#### EXERCISE OBJECTIVE
In the items below, change "innermost point" to "interior point" wherever it appears and leave the rest as it is. Omit the pictures from your answer.

#### DATA LINES
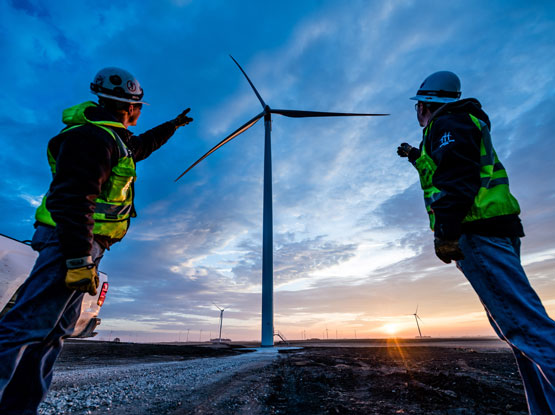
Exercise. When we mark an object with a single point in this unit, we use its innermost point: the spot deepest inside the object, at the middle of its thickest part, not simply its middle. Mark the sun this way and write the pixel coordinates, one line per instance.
(390, 328)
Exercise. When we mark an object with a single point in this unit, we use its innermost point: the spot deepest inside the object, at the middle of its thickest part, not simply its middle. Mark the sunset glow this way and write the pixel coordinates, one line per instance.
(353, 254)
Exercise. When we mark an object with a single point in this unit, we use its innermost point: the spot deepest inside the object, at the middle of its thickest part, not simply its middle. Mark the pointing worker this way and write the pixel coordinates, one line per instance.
(476, 224)
(87, 208)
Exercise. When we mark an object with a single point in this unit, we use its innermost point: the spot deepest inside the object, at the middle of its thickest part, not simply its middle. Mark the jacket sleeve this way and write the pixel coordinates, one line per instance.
(143, 145)
(84, 160)
(455, 148)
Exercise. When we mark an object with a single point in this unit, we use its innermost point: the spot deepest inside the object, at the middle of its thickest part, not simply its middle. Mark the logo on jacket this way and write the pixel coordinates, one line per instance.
(445, 140)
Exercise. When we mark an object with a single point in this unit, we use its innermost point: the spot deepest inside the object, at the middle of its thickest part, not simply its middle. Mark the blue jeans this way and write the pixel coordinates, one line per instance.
(492, 266)
(32, 332)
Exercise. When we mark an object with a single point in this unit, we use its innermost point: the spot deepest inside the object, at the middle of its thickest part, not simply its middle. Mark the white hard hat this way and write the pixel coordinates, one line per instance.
(117, 84)
(442, 86)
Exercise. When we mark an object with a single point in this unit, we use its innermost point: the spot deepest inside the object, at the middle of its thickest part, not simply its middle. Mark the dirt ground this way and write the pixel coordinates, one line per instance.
(343, 380)
(389, 380)
(84, 353)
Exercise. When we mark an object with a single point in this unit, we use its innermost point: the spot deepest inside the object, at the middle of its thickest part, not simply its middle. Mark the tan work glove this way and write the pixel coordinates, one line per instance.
(448, 250)
(82, 278)
(182, 119)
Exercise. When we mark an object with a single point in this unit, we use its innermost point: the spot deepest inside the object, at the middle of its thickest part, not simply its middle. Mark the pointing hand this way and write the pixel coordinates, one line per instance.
(182, 119)
(404, 149)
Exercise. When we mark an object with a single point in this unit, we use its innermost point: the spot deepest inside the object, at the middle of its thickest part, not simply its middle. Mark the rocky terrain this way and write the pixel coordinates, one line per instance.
(99, 378)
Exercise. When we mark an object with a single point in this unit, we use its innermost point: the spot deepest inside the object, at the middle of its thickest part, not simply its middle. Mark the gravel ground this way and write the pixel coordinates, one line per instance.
(151, 388)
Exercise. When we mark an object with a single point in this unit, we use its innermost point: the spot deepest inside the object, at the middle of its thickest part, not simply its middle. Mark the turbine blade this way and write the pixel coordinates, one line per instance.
(304, 114)
(251, 84)
(230, 137)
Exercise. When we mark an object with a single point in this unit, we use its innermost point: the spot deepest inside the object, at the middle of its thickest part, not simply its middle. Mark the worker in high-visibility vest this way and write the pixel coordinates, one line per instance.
(475, 221)
(87, 208)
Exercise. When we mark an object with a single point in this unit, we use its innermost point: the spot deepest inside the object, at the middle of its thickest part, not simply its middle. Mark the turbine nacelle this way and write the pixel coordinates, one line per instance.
(267, 231)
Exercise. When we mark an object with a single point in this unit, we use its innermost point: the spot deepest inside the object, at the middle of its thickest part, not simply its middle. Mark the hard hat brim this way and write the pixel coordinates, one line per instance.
(428, 98)
(113, 98)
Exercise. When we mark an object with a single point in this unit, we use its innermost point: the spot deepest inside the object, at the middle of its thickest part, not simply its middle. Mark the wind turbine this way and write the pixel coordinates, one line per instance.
(267, 232)
(416, 317)
(221, 322)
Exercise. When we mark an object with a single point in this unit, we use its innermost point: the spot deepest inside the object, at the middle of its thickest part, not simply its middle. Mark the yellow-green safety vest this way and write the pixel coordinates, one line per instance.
(114, 204)
(493, 198)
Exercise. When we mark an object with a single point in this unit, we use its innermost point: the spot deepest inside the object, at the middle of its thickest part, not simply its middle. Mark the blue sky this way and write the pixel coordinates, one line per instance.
(351, 246)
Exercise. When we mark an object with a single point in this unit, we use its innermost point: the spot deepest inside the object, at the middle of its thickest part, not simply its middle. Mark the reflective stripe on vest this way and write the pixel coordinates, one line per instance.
(114, 204)
(493, 198)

#### SOLUTION
Exercise. When we mark an object with a single point in this unit, we use its interior point: the spot deepest inside the object, at the middle of its thickest part, not simply its middle. Mark the sun this way and write the pixel coordinates, one line per instance.
(390, 328)
Exercise. When we mark an object with a single point in this unit, we use its interior point: the spot deepest inside the object, at the middle of its thickest part, not simply its middle. Mark the sunset glow this way and write the pixel coordinates, one line per instance.
(353, 254)
Exercise. When we mark an object with a single point in this unit, we use its interior point: the spot deepest inside the object, at the middle of its thickest part, not simply its middle. Mark the pointing worker this way and write the pixel coordinates, one line per instance.
(476, 224)
(87, 208)
Exercise. When we mark an object with a single point in this unit, we use its interior point: the spot deepest inside the object, at the middle of its thickest part, not simply its middle. Mark the jacket sleeve this way and write the pixel coordinates, one line per instance.
(143, 145)
(84, 160)
(455, 148)
Exercise. When we mark an object with a single point in this unit, we use its interior point: the spot deepest inside the object, at the middle of its thickest part, not simply its middle. Mark the logo on jacket this way and write the pixel coordinates, one line per instance.
(445, 140)
Exercise. When we mark an object with a single point in this unit, we use its interior point: the spot deepest inside the object, at the middle of its thickest part, not simply its middle. Mark the blue jeans this way and write the pixel coordinates, one line per instance.
(492, 266)
(32, 332)
Exercise. When we mark an object with a single point in this unit, we use its interior point: the spot deepest inside the object, at the middle of its thickest part, not simply its middle. Mark the white hard hat this way and write the pixel coordinates, one line per instance.
(117, 84)
(442, 86)
Exercise. When we mark an object with a single point in this unit, we use its interior point: the spot deepest inside the object, at the middle of its thickest part, not simply its middle. Mark the dirt ground this way and write the pixel coordinates, one line per instance.
(343, 380)
(389, 380)
(84, 353)
Exercise. When we mark an object with a single point in this unit, we use its interior point: the spot deepest inside the object, at the middle of its thickest part, not simply its middle. Mark the tan work glove this way and write the pixel coordinates, one line per instance.
(448, 250)
(82, 278)
(182, 119)
Exercise. When we mark an object with a single point in this unit, we use its interior point: the spot deepest inside the object, at the middle of its thickest part, not simply its middle. Mark the pointing hand this way and write the pixel coordinates, one line per instance.
(182, 119)
(404, 149)
Exercise. When we mark an object with a single point in this unit, we use its interior point: the spot deepest inside the object, at the middle of its thickest part, not simply its middle. Mark the rocky terrain this way and write the pixel coordinates, one line per instance.
(99, 378)
Exercise. When we mark an object with a single point in this unit, we use its interior point: the spot deepest inside the object, at the middle of its thickest part, not simply its middle. Mark the gravel ground this way and write the pixel coordinates, one line per instance.
(151, 388)
Exercise. When we mark an object with a single point in this unit, we use its interior point: the spot deepest inside the object, at the middle of its thickest part, not simply its middle. Mark the turbine blade this way and write the pixel coordinates, one line per instance.
(304, 114)
(251, 84)
(230, 137)
Exercise. When we mark an object with a single point in this unit, we use its interior point: the spot deepest inside the object, at the middle of its thickest part, not simply its middle. Mark the worker in high-visibility vest this way and write the pixel coordinates, one line per instance.
(475, 221)
(87, 208)
Exercise. When we mark an object with a single point in this unit, we use its interior point: the spot deepest inside the object, at the middle of its thickest part, not simply its middle. Mark the turbine nacelle this way and write the pixel coordinates, one line per instance.
(267, 231)
Exercise. When we mark an object with a single point in this unit, we use its interior point: the spot deepest inside the object, at the middle of its thickest part, not simply its middle. Mark the hard hat brim this way and write the pixel coordinates, one line per instance.
(428, 98)
(113, 98)
Exercise. When we mark an object with a single point in this unit, we use its interior point: the spot deepest inside the object, at the middle of its thickest part, not simply its middle. Mark the wind turbine this way and write the pixel coordinates, one line per instance.
(267, 232)
(416, 317)
(221, 322)
Exercise. When we mark an object with a single point in this unit, we use its interior point: the spot deepest inside the object, at the middle of its thickest part, not simply its middle. Mark the yellow-green safety vest this way and write the pixel coordinates, one line per instance.
(114, 204)
(493, 198)
Exercise. When we mark an object with a single point in this unit, we use its interior point: the spot deepest inside the object, at the middle of its thickest part, not simply its middle. Mark the blue sky this way and write the pixel coordinates, one line per instance.
(351, 246)
Exercise. When we mark an object with a single point in this unit, we use its interior point: the spot deepest inside the object, at the middle of its thickest part, not simply its middle. Mark the reflective stripe on vest this way and write the pixel coordinates, one line per instance.
(114, 204)
(493, 198)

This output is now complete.